:: Given passage ::

The Social Movements Indaba -– a co-ordinating national body of social movements, civil society and activist organisations –- is organising with its affiliated organisations and immigrant communities to roll back the groundswell of xenophobia. In the years since its formation in 2002, the SMI has linked organisations of the poor in struggle for basic services, international solidarity and against police repression. At its last national meeting in December in Cape Town, the SMI identified xenophobia as a pervasive problem in communities and undertook to campaign against hatred of foreigners. Now that the crisis of hate crime is no longer foreboding and is terrifyingly HERE, there is no time to stall and wish we were better prepared. We are without hesitation committed to the struggles for social justice, internationalism and solidarity with all repressed people.

While the police have been deployed to try keep a lid on the pressure that has boiled over, this is no solution to the safety and security of all. As a xenophobic force in Johannesburg pre-existing the outbreak of violence, the police cannot be trusted to be more than the brute barrier between perpetrators and their targeted victims. The South African Police Services and Johannesburg Metro Police harass immigrants to solicit bribes as a matter of practice. Calling on the police to ``do their work’’ as President Thabo Mbeki and his [African National Congress] government have done does not, therefore, address the issues of safety and security amongst immigrant communities. The refugee communities do not trust the police as impartial arbiters of the conflict. The police conducted a brutal raid on the Central Methodist Church on the 31st of January 2008 under the pretext of crime prevention. Criminalisation of immigrants is a smokescreen for deportation and bribery that the police has not cleared.

:::
:: Provided data ::

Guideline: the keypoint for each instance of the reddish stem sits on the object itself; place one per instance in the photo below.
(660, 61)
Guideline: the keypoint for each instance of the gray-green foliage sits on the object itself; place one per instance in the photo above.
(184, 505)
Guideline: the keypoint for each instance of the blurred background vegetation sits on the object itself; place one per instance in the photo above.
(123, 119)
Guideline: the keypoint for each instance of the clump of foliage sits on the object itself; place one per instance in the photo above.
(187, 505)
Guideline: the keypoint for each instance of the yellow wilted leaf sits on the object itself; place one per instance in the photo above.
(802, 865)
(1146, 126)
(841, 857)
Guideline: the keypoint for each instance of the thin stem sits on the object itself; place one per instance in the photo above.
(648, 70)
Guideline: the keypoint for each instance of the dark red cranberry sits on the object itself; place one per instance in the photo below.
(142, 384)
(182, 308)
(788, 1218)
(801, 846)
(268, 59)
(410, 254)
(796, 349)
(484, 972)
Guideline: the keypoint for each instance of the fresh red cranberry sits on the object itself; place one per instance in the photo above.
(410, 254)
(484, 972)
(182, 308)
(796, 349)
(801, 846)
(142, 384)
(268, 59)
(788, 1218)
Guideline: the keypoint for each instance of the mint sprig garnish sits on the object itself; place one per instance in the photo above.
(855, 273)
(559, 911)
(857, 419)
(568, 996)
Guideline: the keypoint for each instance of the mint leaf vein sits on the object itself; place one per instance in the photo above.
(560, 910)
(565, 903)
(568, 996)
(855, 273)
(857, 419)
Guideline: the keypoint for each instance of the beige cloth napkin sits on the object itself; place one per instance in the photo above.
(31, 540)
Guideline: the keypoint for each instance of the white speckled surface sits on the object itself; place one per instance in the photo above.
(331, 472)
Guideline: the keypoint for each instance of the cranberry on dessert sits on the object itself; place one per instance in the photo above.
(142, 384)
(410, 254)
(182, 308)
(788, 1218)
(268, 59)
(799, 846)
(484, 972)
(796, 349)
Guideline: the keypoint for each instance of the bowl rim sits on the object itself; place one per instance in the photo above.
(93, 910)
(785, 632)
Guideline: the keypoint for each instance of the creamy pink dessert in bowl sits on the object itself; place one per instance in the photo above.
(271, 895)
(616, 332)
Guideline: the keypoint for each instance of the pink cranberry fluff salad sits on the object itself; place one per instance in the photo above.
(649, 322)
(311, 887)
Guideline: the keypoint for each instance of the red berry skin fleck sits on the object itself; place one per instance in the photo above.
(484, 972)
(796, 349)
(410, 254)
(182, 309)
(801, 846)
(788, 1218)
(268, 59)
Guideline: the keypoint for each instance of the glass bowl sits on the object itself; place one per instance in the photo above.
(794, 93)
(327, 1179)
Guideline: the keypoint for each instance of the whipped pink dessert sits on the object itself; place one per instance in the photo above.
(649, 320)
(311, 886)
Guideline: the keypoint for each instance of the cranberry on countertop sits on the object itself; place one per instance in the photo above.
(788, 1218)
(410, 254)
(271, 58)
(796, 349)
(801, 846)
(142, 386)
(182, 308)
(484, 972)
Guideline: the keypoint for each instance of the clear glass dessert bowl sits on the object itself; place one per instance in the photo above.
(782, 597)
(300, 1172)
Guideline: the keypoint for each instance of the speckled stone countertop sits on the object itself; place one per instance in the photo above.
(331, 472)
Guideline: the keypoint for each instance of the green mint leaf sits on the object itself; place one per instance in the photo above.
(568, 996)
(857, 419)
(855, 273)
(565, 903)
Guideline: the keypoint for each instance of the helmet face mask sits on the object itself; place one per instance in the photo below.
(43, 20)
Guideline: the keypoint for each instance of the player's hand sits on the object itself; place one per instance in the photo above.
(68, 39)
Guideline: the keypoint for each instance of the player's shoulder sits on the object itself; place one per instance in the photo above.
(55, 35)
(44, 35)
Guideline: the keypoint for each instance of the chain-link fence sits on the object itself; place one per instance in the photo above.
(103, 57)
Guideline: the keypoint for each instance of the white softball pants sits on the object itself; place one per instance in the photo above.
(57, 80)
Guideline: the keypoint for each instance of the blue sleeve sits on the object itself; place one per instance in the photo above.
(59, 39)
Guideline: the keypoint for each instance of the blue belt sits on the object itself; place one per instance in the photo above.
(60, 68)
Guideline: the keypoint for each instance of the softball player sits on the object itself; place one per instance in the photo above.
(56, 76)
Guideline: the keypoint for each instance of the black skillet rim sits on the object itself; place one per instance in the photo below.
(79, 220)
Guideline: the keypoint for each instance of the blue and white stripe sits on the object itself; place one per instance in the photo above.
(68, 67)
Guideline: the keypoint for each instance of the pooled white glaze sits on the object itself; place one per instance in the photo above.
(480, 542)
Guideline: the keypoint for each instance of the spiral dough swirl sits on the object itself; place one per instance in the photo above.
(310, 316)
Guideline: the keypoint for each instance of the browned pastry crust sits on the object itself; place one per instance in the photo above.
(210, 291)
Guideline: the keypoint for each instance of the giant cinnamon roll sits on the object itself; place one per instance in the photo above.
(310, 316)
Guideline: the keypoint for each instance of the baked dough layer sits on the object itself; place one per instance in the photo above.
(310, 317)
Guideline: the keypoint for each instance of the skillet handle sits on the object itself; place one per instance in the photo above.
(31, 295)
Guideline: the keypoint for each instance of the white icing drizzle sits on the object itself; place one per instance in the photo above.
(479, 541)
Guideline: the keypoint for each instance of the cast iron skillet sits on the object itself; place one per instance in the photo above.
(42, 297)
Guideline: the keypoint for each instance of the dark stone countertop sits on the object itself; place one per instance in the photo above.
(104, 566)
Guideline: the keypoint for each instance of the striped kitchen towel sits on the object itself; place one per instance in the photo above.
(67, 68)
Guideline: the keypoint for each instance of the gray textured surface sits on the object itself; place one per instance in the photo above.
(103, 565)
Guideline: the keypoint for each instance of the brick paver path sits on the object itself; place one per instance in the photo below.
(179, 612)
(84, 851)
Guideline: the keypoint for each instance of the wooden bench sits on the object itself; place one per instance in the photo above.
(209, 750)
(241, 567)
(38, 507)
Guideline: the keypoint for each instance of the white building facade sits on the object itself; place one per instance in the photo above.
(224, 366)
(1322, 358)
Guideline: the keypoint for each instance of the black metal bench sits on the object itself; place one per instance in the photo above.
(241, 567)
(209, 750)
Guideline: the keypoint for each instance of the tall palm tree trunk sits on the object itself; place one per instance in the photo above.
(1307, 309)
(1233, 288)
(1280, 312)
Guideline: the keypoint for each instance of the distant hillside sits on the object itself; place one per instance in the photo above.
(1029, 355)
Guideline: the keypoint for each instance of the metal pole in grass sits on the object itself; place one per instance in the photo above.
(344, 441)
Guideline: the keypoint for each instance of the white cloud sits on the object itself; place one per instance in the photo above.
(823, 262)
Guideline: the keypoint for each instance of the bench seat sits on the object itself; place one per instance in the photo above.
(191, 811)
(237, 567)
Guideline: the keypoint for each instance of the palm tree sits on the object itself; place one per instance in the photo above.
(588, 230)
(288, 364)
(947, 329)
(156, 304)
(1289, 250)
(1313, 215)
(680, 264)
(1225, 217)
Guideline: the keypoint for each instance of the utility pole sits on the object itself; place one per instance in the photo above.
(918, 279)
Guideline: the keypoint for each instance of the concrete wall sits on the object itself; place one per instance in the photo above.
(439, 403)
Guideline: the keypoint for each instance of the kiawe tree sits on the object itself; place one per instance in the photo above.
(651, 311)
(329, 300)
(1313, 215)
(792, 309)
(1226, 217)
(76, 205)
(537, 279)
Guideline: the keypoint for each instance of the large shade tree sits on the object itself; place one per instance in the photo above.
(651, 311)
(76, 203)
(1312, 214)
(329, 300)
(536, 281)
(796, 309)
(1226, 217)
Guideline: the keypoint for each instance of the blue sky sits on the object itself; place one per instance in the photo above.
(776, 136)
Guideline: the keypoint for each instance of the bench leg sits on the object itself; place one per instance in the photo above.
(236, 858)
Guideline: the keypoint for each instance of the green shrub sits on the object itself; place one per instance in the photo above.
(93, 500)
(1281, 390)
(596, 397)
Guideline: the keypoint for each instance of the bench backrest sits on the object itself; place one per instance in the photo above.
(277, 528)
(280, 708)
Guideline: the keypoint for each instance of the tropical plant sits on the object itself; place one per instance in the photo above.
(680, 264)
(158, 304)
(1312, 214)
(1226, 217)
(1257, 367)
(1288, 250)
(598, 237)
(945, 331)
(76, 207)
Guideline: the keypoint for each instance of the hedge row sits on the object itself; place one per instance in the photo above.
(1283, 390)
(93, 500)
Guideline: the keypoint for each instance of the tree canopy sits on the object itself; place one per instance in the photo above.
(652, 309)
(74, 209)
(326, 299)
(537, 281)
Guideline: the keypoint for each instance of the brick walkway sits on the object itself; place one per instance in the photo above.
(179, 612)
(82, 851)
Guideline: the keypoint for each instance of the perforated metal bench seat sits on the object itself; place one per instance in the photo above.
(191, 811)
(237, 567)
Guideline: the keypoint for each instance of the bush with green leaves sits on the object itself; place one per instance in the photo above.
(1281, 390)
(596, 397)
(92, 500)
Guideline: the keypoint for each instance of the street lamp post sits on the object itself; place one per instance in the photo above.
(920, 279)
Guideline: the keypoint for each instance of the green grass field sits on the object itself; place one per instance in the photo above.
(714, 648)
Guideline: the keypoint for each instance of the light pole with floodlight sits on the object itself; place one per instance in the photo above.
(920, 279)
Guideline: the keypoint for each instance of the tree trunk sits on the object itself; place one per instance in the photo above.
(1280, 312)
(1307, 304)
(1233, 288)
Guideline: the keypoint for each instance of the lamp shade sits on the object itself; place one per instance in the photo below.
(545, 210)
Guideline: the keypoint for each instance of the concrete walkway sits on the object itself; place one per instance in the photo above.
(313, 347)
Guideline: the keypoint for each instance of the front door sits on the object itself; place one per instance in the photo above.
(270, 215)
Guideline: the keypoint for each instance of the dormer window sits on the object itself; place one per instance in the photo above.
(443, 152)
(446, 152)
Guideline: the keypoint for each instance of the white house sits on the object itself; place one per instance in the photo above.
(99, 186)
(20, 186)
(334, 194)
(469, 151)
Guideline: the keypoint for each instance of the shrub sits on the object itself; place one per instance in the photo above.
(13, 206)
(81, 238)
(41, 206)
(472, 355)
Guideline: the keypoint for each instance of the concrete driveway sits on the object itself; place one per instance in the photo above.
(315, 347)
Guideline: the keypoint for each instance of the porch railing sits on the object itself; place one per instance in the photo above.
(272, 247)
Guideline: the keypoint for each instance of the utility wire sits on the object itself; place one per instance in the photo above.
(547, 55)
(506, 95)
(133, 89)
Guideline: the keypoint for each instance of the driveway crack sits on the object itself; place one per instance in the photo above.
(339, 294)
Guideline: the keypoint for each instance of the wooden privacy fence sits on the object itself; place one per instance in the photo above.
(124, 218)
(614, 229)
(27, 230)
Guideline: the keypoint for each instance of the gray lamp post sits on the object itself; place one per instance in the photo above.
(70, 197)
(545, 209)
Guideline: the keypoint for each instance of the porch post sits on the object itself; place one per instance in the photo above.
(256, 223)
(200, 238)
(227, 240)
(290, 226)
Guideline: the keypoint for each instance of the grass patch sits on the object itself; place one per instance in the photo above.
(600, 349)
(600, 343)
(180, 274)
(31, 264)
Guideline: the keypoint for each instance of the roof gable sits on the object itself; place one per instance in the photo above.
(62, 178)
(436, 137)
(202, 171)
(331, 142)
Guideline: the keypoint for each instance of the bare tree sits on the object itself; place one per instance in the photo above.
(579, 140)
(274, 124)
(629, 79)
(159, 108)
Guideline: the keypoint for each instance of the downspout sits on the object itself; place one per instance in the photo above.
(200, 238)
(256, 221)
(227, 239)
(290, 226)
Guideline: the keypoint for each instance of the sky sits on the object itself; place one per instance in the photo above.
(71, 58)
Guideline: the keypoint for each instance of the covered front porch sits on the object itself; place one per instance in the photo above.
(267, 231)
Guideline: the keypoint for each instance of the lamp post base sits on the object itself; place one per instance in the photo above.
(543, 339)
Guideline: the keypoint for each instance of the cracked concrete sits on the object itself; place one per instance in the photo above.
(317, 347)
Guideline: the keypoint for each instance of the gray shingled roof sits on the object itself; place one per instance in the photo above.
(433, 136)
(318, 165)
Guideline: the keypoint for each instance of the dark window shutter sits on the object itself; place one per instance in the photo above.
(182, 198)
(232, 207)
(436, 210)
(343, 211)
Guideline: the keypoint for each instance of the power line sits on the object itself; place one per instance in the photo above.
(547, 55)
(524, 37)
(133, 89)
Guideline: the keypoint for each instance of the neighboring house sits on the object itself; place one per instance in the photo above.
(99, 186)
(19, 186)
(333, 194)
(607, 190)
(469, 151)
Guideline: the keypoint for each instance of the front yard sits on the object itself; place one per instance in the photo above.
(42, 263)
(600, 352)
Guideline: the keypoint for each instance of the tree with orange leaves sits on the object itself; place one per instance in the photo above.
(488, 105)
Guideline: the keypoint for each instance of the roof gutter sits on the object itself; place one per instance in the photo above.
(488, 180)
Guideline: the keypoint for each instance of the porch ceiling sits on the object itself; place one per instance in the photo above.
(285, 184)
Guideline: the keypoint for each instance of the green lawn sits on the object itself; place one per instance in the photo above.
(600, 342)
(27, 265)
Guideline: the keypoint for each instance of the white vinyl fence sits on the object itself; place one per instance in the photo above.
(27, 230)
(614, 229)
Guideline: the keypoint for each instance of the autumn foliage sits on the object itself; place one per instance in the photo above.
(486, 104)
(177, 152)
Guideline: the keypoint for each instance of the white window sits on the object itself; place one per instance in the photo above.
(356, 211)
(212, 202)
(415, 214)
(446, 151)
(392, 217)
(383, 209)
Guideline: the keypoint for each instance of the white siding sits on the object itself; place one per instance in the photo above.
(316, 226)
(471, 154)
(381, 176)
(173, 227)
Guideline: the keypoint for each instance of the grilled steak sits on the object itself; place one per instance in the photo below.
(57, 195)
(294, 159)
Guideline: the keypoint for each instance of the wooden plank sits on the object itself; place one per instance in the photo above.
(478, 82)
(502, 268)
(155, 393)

:::

Tasks for this exercise –
1. Please write out the part of the xenophobia statement that opens with the words containing "The Social Movements" and closes with "all repressed people.".
2. Extend the xenophobia statement, starting after its last sentence.

Answers to the tasks –
1.
The Social Movements Indaba -– a co-ordinating national body of social movements, civil society and activist organisations –- is organising with its affiliated organisations and immigrant communities to roll back the groundswell of xenophobia. In the years since its formation in 2002, the SMI has linked organisations of the poor in struggle for basic services, international solidarity and against police repression. At its last national meeting in December in Cape Town, the SMI identified xenophobia as a pervasive problem in communities and undertook to campaign against hatred of foreigners. Now that the crisis of hate crime is no longer foreboding and is terrifyingly HERE, there is no time to stall and wish we were better prepared. We are without hesitation committed to the struggles for social justice, internationalism and solidarity with all repressed people.

2.
Misdirected anger

Long-lasting safety and security for all does not include deportation of foreign nationals, whether voluntary or not. Xenophobia’s origins lie within the conditions of poverty in which the majority of South Africans live. Immigrants have been targeted for their ethnic difference and for their very similarity with their persecutors. Seen as competitors for scarce jobs and housing, South Africans have misdirected their anger at conditions of poverty that are unchanging. Their fellow brothers and sisters who are enduring the same cannot be responsible for what the economic and political system has created. While we struggle for a change to the neoliberal capitalist system that has created this reality, rearguard struggles for safety and security of immigrants in the country must continue. The SMI gives thanks for those humanitarian organisations, emergency services and churches that are trying to stem the tide of bloodletting and forced removals. We will organise against the creation of refugee camps and work towards the reintegration of immigrants in our communities. In working to recover our common humanity and restore calm, delegations from the SMI are meeting with community-based organisations in Alexandra and the inner city, and as the programme of action to roll-back the hate unfolds, the SMI will be going further afield to speak to affected communities.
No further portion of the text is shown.